(Excerpts of pointing data)

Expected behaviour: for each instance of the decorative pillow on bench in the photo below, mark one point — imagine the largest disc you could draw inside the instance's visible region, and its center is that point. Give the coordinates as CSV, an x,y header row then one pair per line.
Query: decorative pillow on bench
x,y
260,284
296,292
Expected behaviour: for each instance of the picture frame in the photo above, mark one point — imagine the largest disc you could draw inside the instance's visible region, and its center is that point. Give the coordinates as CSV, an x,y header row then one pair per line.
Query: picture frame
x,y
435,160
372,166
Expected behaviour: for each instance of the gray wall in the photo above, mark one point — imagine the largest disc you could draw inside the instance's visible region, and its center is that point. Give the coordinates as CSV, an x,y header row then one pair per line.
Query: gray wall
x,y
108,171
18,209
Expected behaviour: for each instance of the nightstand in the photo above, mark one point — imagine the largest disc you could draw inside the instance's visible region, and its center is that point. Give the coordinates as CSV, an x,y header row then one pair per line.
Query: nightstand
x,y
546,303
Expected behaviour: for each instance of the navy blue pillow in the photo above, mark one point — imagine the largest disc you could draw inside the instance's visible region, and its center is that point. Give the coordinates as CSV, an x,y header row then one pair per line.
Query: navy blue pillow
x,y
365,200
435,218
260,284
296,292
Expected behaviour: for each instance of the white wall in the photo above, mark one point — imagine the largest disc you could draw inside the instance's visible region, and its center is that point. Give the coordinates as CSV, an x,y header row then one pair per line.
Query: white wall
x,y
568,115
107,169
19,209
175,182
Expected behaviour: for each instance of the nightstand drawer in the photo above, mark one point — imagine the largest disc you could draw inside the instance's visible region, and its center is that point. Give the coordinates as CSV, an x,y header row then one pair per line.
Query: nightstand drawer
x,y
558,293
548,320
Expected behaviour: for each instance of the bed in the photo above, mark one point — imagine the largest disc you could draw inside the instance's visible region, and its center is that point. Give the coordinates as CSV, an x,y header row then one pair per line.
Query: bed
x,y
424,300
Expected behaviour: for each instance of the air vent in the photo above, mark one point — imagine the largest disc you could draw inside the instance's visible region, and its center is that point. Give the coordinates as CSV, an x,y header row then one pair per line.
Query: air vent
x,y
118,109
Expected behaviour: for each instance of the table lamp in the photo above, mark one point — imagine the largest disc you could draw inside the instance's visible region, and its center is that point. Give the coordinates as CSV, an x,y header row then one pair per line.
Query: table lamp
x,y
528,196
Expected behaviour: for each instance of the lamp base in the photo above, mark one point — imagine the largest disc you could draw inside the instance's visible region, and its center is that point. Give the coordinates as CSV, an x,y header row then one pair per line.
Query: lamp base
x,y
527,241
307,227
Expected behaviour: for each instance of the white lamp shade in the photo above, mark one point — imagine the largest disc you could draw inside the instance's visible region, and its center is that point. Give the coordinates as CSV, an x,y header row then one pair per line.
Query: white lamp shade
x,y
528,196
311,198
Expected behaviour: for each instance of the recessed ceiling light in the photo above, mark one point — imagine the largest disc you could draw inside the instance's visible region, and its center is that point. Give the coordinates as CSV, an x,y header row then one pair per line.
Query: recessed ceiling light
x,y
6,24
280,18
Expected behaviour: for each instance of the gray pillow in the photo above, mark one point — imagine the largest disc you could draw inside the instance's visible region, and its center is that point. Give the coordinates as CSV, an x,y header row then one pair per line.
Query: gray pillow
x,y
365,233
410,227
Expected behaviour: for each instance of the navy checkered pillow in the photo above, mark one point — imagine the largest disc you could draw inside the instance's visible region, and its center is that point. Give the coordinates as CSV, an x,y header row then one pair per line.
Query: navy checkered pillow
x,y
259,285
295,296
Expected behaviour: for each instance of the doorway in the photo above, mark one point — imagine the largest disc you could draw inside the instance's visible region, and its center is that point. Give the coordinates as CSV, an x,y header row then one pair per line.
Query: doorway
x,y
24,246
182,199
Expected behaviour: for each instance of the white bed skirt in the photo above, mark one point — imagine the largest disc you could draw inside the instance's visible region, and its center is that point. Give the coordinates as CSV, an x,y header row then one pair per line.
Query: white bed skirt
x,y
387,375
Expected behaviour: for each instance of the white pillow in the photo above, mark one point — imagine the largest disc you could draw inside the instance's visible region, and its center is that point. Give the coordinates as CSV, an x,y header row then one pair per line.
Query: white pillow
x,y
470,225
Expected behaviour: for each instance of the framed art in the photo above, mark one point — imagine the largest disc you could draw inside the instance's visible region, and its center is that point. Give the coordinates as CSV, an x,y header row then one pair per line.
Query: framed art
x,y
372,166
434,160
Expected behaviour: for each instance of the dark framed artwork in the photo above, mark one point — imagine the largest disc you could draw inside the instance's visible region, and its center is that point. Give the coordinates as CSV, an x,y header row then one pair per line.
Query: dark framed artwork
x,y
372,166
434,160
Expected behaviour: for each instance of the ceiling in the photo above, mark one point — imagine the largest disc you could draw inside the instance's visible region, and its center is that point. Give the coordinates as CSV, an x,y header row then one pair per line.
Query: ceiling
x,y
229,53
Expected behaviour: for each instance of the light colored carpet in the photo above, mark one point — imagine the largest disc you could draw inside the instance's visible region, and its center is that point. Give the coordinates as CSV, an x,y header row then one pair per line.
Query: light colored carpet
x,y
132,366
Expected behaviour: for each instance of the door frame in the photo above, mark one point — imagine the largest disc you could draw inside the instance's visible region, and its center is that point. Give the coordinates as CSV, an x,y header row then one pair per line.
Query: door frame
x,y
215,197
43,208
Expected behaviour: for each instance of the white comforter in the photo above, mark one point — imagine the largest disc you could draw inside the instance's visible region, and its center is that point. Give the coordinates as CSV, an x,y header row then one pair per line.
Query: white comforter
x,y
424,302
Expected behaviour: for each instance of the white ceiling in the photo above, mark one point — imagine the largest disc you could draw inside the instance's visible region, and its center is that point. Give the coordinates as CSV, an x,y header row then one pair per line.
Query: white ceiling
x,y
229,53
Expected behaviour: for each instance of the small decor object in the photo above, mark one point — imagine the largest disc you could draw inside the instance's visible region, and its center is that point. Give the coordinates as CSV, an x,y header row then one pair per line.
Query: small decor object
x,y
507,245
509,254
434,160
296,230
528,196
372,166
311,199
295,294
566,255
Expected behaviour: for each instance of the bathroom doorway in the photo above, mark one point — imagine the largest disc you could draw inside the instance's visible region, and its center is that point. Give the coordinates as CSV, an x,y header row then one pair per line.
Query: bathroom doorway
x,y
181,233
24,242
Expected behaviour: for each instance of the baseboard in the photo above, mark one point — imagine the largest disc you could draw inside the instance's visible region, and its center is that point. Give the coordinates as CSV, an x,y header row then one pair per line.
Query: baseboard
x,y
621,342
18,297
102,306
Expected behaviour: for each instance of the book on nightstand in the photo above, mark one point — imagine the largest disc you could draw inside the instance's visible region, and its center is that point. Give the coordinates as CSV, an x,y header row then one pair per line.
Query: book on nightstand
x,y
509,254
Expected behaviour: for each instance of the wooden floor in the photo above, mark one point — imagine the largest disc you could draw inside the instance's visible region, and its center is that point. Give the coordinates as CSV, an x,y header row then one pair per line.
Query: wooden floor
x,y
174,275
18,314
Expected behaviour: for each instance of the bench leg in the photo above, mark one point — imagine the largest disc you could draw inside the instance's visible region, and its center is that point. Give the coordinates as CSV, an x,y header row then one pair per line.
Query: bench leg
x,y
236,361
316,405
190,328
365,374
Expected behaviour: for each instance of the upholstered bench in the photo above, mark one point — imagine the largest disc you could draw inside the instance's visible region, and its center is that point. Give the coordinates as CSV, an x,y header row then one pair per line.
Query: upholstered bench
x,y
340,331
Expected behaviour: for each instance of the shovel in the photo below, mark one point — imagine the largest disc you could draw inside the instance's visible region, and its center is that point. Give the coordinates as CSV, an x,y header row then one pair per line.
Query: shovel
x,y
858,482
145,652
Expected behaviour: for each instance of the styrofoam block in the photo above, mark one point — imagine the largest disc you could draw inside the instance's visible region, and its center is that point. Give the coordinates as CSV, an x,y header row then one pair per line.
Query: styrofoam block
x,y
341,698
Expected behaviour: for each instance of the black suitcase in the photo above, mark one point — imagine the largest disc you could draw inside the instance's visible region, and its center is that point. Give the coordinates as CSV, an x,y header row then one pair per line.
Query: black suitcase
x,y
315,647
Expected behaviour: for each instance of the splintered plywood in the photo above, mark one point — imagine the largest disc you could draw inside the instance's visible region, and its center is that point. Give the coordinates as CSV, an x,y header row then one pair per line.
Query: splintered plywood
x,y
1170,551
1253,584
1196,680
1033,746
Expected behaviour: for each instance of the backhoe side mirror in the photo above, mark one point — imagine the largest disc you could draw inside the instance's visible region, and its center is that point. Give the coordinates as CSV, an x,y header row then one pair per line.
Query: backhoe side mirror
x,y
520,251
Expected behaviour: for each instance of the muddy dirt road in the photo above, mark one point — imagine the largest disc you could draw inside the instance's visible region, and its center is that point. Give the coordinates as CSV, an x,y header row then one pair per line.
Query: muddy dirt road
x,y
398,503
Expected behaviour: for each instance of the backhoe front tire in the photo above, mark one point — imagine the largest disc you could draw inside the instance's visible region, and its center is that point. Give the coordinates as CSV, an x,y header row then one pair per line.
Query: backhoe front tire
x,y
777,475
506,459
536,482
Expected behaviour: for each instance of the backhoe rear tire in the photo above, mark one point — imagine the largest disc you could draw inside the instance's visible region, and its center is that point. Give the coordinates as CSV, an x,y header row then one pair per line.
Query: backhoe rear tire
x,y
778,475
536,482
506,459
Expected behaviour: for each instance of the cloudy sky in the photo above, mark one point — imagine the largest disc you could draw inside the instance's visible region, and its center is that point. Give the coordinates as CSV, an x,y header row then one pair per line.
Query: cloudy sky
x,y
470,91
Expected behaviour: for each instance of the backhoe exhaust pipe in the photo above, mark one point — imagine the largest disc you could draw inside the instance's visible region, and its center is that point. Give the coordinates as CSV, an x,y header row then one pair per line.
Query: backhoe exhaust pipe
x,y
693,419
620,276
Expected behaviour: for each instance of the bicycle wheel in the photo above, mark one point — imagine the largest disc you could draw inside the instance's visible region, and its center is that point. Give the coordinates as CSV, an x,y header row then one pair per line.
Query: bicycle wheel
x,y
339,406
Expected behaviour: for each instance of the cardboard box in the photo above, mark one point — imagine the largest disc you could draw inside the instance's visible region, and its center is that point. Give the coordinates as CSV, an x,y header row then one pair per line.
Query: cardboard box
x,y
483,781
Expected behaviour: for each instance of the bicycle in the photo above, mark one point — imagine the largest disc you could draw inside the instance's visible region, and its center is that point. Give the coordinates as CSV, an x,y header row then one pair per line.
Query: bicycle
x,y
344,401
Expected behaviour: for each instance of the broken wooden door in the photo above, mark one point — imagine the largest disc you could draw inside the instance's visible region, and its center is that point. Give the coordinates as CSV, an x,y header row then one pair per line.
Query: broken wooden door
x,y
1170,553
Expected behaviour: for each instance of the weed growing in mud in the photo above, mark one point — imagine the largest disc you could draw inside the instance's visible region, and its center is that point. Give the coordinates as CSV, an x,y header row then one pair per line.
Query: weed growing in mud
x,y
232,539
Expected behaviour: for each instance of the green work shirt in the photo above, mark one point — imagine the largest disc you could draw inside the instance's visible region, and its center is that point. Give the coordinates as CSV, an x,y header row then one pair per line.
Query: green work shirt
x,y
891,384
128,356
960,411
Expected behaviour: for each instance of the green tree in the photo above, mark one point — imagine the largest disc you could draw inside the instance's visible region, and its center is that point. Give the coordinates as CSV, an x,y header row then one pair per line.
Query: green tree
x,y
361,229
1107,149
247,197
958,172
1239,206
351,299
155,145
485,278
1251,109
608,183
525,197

* [Problem details]:
Reproduce the records above exactly, starting with the line that contains "Expected behaviour: for each instance of the green tree" and ending with the last line.

* [Finished answer]:
Expected behaviour: for each instance of the green tree in the photo above, mark one point — imagine the largest disc you could draw inside the instance's visible region, and its center is that point. Give the coordinates as CSV, an x,y header row then one pair per line.
Query: green tree
x,y
361,229
1107,149
247,197
958,172
1239,206
351,299
155,145
485,278
1251,109
608,183
525,197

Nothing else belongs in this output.